GIVEN TASK
Convert the records below into a two-column CSV with the header "query" and "polygons", writing one row per record. Put each record's text and its answer in a single quoted field each, with every line break replaced by a space.

— Start RECORDS SHOWN —

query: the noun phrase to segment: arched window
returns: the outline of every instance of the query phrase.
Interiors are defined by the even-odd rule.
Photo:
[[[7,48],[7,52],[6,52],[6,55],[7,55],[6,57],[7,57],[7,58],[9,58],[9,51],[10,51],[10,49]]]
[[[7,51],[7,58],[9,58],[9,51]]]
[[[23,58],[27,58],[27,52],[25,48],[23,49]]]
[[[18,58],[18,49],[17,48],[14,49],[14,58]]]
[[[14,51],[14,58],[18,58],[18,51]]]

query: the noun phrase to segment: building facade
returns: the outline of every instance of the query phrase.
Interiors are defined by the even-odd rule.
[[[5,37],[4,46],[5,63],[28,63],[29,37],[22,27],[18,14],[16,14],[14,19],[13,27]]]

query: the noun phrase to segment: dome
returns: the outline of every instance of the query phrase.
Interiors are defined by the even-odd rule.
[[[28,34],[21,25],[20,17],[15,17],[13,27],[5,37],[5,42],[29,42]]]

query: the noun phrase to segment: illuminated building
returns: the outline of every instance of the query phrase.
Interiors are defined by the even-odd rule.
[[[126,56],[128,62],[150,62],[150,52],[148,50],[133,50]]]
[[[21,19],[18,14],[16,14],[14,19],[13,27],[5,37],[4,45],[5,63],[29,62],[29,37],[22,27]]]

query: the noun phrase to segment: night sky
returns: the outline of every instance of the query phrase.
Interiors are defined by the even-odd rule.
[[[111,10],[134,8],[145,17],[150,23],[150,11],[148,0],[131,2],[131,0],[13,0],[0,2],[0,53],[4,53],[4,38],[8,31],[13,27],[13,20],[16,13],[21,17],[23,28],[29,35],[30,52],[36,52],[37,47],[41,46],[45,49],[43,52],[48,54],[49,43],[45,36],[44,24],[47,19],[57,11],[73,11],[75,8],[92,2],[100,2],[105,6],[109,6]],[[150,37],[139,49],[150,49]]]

— End RECORDS SHOWN —

RESPONSE
query,polygons
"query: the noun phrase to segment: arched window returns: the outline of every instance of the query phrase. Interiors are defined by the even-odd rule. Photo:","[[[7,48],[7,52],[6,52],[6,55],[7,55],[6,57],[7,57],[7,58],[9,58],[9,51],[10,51],[10,49]]] [[[7,51],[7,58],[9,58],[9,51]]] [[[23,58],[27,58],[27,52],[25,48],[23,49]]] [[[18,58],[18,49],[17,48],[14,49],[14,58]]] [[[14,51],[14,58],[18,58],[18,51]]]"
"query: the noun phrase to segment: building facade returns: the outline of every instance of the query phrase. Interiors are defined by the even-odd rule.","[[[5,37],[4,46],[5,63],[28,63],[29,37],[22,27],[18,14],[16,14],[14,19],[13,27]]]"
"query: the noun phrase to segment: dome returns: the outline of every instance of the query phrase. Interiors are defined by the even-odd rule.","[[[28,34],[21,25],[20,17],[15,17],[13,27],[5,37],[5,42],[29,42]]]"
"query: the noun phrase to segment: illuminated building returns: the outline of every instance of the query phrase. Interiors are defined by the even-odd rule.","[[[126,56],[128,62],[150,62],[150,52],[148,50],[133,50]]] [[[21,19],[18,14],[16,14],[14,19],[13,27],[5,37],[4,45],[5,63],[29,62],[29,37],[22,27]]]"
"query: the noun phrase to segment: night sky returns: the outline of every instance of the query phrase. Interiors are defined by the even-odd rule.","[[[111,10],[134,8],[145,17],[150,23],[150,11],[148,0],[131,2],[131,0],[13,0],[0,2],[0,53],[4,53],[4,38],[8,31],[13,27],[13,20],[16,13],[21,17],[23,28],[29,35],[30,52],[36,52],[37,47],[41,46],[45,49],[43,52],[48,54],[49,43],[45,36],[44,24],[47,19],[57,11],[73,11],[75,8],[92,2],[100,2],[105,6],[109,6]],[[150,37],[139,49],[150,49]]]"